● Requirement: The output should consist solely of the line containing "TARGET = sandy ground" and the lines that follow it through the end of the data below.

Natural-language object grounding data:
- - - - - - -

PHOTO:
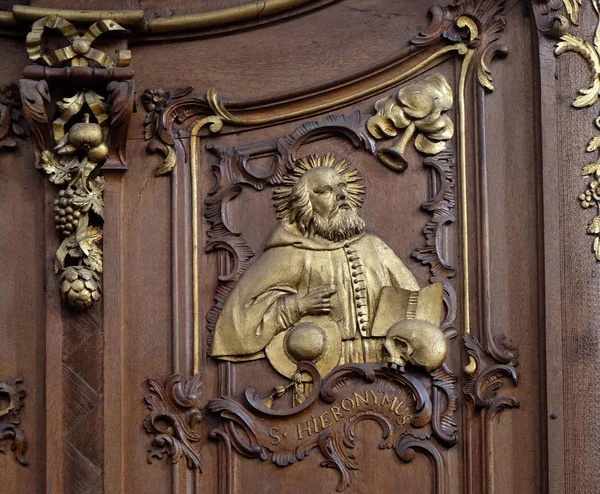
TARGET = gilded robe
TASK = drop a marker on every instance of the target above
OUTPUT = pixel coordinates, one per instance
(264, 301)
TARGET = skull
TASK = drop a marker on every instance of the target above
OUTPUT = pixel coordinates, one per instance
(416, 342)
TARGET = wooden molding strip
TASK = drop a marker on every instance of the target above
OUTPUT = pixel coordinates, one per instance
(137, 18)
(31, 14)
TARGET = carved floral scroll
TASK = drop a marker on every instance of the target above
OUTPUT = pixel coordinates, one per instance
(417, 108)
(87, 131)
(588, 96)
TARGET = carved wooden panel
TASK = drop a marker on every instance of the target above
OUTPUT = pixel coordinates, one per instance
(327, 246)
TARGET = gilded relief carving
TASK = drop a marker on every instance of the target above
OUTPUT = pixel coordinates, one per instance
(588, 96)
(419, 110)
(12, 396)
(79, 52)
(311, 330)
(399, 402)
(89, 131)
(323, 290)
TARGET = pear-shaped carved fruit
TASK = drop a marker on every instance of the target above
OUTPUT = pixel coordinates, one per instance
(86, 134)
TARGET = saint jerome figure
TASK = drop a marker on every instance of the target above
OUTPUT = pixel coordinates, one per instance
(317, 291)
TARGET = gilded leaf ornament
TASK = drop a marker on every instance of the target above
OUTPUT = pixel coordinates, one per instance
(588, 96)
(77, 128)
(419, 109)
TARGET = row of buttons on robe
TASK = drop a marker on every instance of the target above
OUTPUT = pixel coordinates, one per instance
(359, 288)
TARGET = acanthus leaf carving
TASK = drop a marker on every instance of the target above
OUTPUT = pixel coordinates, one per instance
(12, 396)
(588, 96)
(156, 127)
(87, 130)
(484, 384)
(175, 404)
(481, 31)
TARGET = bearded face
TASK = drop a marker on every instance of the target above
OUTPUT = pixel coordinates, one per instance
(319, 206)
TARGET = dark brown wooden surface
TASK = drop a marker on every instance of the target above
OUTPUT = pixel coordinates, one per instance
(537, 265)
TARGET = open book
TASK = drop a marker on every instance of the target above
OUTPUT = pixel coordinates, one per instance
(396, 305)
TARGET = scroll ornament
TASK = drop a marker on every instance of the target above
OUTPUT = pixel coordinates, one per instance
(590, 52)
(418, 110)
(175, 418)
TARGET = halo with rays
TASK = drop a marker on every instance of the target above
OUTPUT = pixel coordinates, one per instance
(284, 192)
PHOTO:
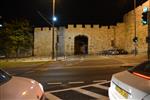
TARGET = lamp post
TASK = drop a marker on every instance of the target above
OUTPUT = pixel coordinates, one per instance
(53, 22)
(135, 39)
(148, 19)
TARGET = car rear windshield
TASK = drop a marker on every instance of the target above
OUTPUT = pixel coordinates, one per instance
(4, 77)
(143, 68)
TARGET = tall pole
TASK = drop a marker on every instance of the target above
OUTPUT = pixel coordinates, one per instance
(148, 19)
(135, 37)
(53, 46)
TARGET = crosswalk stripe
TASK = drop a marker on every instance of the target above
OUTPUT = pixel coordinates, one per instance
(51, 96)
(89, 93)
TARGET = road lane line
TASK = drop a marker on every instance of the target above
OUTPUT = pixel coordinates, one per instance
(89, 93)
(30, 72)
(51, 96)
(57, 83)
(54, 91)
(101, 87)
(98, 81)
(75, 82)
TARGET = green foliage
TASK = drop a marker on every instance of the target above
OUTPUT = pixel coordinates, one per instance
(15, 36)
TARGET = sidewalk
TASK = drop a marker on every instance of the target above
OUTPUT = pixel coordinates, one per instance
(72, 58)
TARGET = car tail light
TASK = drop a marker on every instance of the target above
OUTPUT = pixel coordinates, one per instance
(141, 75)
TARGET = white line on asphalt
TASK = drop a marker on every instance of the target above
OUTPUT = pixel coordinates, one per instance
(77, 87)
(98, 81)
(104, 82)
(57, 83)
(89, 93)
(51, 96)
(30, 71)
(75, 82)
(101, 87)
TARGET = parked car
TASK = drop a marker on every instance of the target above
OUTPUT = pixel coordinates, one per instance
(114, 51)
(19, 88)
(122, 51)
(108, 52)
(132, 84)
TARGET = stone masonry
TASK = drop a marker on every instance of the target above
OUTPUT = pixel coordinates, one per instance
(99, 38)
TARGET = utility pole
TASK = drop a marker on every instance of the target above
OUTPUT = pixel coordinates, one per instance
(53, 44)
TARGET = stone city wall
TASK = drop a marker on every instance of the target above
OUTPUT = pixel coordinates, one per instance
(99, 38)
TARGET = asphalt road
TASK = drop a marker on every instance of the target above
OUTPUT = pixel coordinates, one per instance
(70, 80)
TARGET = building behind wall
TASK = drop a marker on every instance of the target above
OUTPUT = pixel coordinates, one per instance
(99, 38)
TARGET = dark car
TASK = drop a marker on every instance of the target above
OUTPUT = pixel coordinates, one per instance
(122, 51)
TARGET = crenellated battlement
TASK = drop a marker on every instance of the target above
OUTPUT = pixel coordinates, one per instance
(76, 26)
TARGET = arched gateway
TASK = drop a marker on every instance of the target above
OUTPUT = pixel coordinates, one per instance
(81, 45)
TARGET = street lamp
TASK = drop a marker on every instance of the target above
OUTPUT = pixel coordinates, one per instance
(135, 39)
(53, 22)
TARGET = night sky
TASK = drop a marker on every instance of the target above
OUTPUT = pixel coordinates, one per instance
(103, 12)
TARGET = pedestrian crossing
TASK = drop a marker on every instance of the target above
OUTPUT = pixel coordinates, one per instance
(96, 91)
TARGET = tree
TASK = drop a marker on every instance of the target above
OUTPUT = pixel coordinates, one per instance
(16, 36)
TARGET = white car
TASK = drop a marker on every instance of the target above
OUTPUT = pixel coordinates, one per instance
(19, 88)
(133, 84)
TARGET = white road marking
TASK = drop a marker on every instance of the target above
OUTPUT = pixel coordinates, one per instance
(101, 87)
(30, 72)
(89, 93)
(75, 82)
(57, 83)
(51, 96)
(98, 81)
(78, 87)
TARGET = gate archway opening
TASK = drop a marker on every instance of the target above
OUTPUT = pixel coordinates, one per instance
(81, 45)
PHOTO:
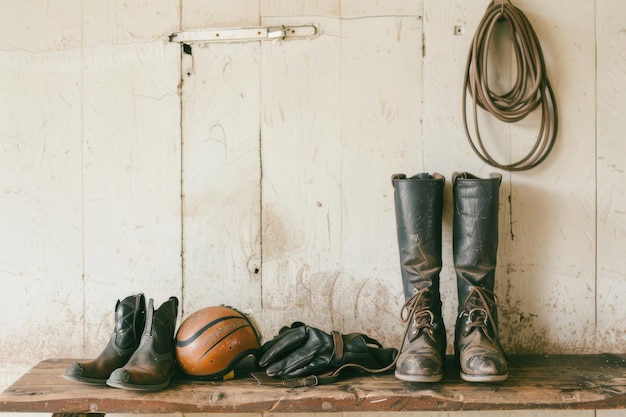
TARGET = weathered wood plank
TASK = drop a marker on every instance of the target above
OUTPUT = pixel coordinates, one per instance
(541, 382)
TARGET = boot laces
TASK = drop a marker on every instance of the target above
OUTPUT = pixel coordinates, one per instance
(416, 313)
(477, 308)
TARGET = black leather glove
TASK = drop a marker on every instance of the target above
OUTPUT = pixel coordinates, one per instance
(301, 350)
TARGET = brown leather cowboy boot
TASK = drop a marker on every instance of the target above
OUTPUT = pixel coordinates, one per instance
(152, 365)
(130, 317)
(418, 205)
(475, 246)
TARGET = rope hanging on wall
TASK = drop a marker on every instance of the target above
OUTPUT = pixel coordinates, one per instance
(530, 90)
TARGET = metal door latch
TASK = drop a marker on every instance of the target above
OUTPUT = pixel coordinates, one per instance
(245, 34)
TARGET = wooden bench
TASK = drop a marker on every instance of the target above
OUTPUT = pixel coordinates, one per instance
(540, 382)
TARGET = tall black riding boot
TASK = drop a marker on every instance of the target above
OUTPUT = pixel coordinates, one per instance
(152, 365)
(475, 247)
(418, 203)
(130, 317)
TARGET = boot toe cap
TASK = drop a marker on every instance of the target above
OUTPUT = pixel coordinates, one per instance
(420, 368)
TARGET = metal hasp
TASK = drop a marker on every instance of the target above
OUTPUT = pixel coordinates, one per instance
(245, 34)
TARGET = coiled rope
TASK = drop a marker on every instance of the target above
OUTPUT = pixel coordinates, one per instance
(531, 89)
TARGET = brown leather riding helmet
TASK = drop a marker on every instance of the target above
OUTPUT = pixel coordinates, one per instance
(211, 341)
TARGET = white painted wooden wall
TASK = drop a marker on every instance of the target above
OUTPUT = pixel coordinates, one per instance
(258, 174)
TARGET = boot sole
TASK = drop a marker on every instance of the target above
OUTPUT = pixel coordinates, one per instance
(484, 378)
(419, 378)
(132, 387)
(90, 381)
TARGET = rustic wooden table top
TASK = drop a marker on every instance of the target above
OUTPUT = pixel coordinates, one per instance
(540, 382)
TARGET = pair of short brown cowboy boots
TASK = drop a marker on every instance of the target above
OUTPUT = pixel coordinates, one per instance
(140, 353)
(418, 206)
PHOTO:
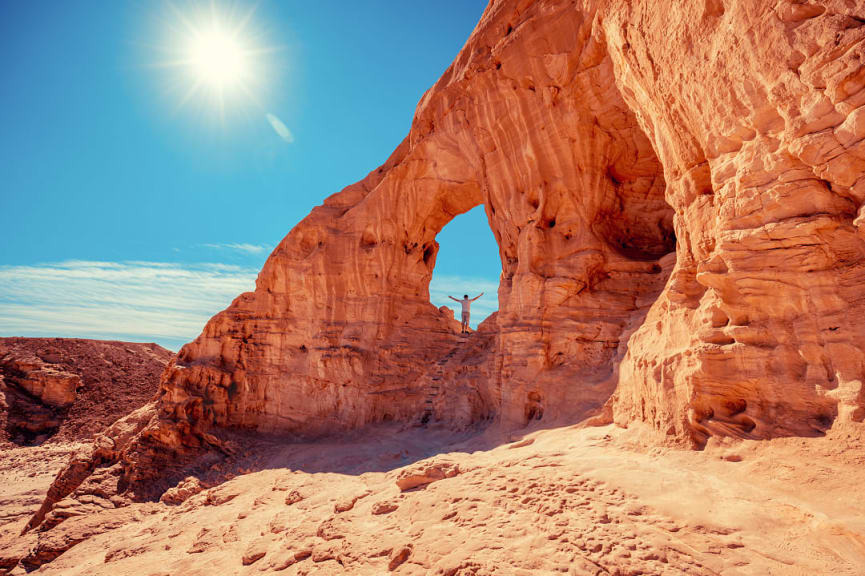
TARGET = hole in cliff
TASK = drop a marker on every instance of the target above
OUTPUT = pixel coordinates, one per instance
(466, 263)
(634, 217)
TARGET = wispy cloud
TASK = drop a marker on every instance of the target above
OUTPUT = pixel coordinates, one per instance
(146, 301)
(164, 302)
(443, 286)
(280, 128)
(240, 247)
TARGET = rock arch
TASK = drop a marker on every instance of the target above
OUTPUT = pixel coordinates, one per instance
(599, 136)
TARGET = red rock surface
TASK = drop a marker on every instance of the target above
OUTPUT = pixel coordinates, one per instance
(676, 190)
(64, 389)
(712, 151)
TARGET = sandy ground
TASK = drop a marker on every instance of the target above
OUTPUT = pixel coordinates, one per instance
(565, 500)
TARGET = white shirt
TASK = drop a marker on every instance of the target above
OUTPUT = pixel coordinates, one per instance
(466, 303)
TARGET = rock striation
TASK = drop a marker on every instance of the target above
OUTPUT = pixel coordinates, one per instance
(676, 190)
(70, 389)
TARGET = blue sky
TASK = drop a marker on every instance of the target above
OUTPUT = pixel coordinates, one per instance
(129, 213)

- - - - - - -

● Result of the exercise:
TARGET = sandy ground
TASK = drop a marker on every instance of the target above
OUTPUT = pixel coordinates, one per instance
(565, 500)
TARGET = white shirt
TASK = drop a marker on every instance of the target above
OUTPUT = pixel coordinates, one per instance
(466, 303)
TARGET = rock striation
TASK = drop a marker on every instance of the target above
OUTPUT = pixel coordinates, one per instance
(676, 190)
(70, 389)
TARGET = blue sky
TASK = drop a marker on every instance of the target above
OUTPUT = pixel coordinates, one per instance
(129, 213)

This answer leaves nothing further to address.